▶ Extrait fourni:
==========
Comment réaliser un film sur l’artiste des artistes ? Michel-Ange représente pour beaucoup l’artiste ultime, celui qui met tout le monde d’accord quant à la beauté et la magnificence de son œuvre, qu’elle soit en sculpture, en peinture ou en architecture. Comment traduire cette folie créatrice qui donna lieu à ces chefs d’œuvres que sont la chapelle Sixtine, le Pietà et bien d’autres œuvres ? Kontachlovski, décide ici de placer Michel-Ange dans son contexte politique, tiraillé entre deux des plus puissantes familles italiennes, rivales entre elles, pour leur loyauté.
Doté d’une mise en scène presque picturale, rappelant les peintures de la Renaissance par l’utilisation de plans d’ensemble très larges dans les scènes de dialogues, le clair-obscur propre aux grands maîtres de cette époque tels Caravage, Raphael ou de Vinci (sans oublier notre protagoniste), l’ensemble visuel de ce film est assez plaisant à suivre, d’une grande qualité. Je retiens beaucoup aussi cette reconstitution fidèle de la Renaissance, qui réussit à mêler qualité de reconstitution sans tomber dans le kitsch ou les clichés dans lesquels s’engouffrent nombre de films d’époque. Ici la reconstitution est sobre, qualitative et visuellement réussie.
Le scénario est également bien traité, Kontchalovski est scénariste de métier et cela se voit. L’intrigue politique est ici habilement amenée, remettant en question les rapports de pouvoir, de loyauté et de violence qui règne entre les artistes et les politiciens, sans pour autant tomber dans une critique facile de l’Eglise ou de la royauté qui arrive souvent dans les films d’époque. Les deux papes que l’on voit se succéder sont des politiciens avant tout, issus des familles Médicis et Della Rovere, l’aspect religieux est peu évoqué ; ils sont ici montrés comme des seigneurs, ceux qui règnent et par qui tout transite. J'ai particulièrement apprécié ce rapport à la célébrité qui est traité dans le film, Michel-Ange semble piégé par son talent, et doit honorer une commande pour deux familles rivales, se trouvant au milieu d'une intrigue politique qu'il a lui-même provoquée sans le vouloir. De même que voir l'artiste des artistes estimer que seul Dante Alighieri est digne d'être un grand artiste, nous prouve que même les plus grands complexent sur leur travail.
Néanmoins le film pèche par sa direction d’acteur. En effet, les acteurs sont ici bons mais trop mal dirigés, ils exagèrent tous leur jeu, en particulier l’acteur de Michel-Ange. On sent tellement que le réalisateur est scénariste, c’est assez flagrant. Les personnages racontent littéralement l’histoire dans les dialogues, cela donne l’impression d’une pièce de théâtre. Quasiment rien ne semble naturel dans leur jeu, tout est surjoué, exagéré, récité. J’aime bien le théâtre de temps en temps mais dans un film de deux heures ça fait un peu long. A trop vouloir expliciter les dialogues, on perd ce que l’on aurait dû deviner dans la mise en scène. Le film manque donc cruellement de moments de silence.
==========
▶ Extraits de données:
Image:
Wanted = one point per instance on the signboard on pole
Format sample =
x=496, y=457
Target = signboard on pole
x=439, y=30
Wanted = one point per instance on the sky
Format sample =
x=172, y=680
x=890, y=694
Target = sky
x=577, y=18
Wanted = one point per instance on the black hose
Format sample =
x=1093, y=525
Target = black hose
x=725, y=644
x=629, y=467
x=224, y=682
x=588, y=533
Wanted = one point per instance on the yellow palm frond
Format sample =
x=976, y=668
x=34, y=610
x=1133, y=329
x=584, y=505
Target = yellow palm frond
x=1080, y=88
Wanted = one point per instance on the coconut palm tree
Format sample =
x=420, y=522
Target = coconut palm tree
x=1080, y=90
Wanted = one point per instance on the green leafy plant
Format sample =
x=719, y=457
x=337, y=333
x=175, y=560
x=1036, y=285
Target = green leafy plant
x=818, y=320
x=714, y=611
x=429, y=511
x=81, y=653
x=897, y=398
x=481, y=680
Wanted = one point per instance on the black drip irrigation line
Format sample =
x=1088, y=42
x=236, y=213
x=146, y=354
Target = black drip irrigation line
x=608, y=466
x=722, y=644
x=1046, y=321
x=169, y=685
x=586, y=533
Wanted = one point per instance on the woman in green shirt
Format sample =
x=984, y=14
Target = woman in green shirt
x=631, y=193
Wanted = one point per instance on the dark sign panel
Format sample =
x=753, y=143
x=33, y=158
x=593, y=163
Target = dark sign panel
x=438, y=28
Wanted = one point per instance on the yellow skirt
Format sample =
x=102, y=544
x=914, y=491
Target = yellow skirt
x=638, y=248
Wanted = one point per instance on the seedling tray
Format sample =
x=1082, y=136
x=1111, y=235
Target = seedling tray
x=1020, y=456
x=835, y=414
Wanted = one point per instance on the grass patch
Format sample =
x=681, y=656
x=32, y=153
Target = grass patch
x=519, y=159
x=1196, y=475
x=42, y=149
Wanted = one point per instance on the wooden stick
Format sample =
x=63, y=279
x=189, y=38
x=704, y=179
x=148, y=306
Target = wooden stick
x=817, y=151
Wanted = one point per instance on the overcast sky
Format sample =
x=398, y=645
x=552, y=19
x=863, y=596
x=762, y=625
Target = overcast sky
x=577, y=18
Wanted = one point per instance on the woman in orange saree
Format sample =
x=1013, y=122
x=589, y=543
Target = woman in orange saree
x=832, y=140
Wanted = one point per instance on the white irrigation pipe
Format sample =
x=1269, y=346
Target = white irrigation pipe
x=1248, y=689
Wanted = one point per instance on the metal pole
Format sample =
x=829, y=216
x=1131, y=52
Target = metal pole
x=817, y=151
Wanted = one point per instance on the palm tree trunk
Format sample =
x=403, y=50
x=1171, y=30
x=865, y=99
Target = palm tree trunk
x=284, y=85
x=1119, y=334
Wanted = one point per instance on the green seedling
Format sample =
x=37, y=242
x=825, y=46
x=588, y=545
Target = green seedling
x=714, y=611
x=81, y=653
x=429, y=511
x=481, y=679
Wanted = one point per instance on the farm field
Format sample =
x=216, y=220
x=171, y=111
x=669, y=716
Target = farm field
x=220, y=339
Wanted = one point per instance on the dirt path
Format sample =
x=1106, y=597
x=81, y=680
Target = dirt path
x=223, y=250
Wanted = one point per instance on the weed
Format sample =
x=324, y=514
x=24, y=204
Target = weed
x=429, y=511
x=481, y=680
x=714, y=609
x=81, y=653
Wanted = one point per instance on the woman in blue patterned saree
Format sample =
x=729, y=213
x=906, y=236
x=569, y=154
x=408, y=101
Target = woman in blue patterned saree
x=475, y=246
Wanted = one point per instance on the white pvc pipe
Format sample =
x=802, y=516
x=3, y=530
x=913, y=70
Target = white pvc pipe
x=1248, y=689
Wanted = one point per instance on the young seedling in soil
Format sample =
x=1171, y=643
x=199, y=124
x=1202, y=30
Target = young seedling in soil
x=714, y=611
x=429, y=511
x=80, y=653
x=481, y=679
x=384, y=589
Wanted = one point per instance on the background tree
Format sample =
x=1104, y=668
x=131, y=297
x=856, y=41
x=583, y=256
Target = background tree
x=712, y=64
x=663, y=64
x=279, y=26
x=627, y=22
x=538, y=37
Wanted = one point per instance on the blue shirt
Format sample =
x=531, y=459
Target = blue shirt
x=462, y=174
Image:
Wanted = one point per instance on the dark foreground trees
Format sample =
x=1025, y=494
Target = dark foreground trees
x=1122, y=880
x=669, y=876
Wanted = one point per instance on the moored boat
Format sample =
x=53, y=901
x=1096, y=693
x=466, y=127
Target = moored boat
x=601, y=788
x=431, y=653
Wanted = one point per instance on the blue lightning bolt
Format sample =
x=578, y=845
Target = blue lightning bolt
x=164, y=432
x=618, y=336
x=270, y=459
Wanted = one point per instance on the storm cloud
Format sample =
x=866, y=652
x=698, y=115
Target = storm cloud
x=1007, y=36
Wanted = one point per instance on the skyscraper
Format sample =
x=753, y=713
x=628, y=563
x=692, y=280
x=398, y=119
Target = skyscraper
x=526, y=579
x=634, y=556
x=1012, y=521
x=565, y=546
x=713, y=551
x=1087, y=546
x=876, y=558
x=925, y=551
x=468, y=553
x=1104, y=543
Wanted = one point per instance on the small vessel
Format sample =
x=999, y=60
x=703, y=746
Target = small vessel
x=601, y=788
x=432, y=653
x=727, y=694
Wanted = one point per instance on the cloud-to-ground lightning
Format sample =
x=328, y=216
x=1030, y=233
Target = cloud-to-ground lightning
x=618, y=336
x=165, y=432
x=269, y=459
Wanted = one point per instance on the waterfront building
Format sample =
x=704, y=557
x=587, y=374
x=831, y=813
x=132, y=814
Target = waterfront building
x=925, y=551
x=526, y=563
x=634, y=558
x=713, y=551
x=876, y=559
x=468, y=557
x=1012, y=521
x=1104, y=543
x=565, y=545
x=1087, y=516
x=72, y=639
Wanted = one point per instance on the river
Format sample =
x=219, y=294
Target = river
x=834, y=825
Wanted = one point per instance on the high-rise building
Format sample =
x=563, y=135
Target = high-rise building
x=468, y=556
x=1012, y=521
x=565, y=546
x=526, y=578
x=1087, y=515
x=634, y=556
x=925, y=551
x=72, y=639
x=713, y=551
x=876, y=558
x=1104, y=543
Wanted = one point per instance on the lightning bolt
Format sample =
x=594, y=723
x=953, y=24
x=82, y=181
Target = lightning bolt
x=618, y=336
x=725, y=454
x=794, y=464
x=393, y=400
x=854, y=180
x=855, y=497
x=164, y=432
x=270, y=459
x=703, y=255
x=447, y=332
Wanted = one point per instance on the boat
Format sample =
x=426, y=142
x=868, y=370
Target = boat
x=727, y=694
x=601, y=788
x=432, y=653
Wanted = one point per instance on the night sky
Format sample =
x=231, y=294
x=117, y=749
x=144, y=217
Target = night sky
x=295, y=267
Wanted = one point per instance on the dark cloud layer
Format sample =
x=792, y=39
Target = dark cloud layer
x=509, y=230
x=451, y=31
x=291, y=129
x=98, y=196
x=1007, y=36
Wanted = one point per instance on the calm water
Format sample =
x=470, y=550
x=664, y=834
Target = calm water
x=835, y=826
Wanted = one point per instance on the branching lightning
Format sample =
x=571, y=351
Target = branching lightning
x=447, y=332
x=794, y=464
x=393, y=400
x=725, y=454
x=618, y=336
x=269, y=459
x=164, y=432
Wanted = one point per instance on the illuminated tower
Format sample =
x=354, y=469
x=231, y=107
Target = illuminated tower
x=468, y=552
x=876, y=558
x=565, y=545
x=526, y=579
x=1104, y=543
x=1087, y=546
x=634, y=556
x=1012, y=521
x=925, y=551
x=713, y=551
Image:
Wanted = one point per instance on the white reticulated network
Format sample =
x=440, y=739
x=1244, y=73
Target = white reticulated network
==========
▶ Travail demandé:
D'après l'extrait fourni, pourquoi le film donne-t-il l'impression d'une pièce de théâtre ? Répondez en une à trois phrases.

▶ Réponse à l'exercice:
Les personnages racontent littéralement l'histoire dans les dialogues, ce qui donne l'impression d'une pièce de théâtre. L'extrait attribue ce défaut au fait que le réalisateur est scénariste.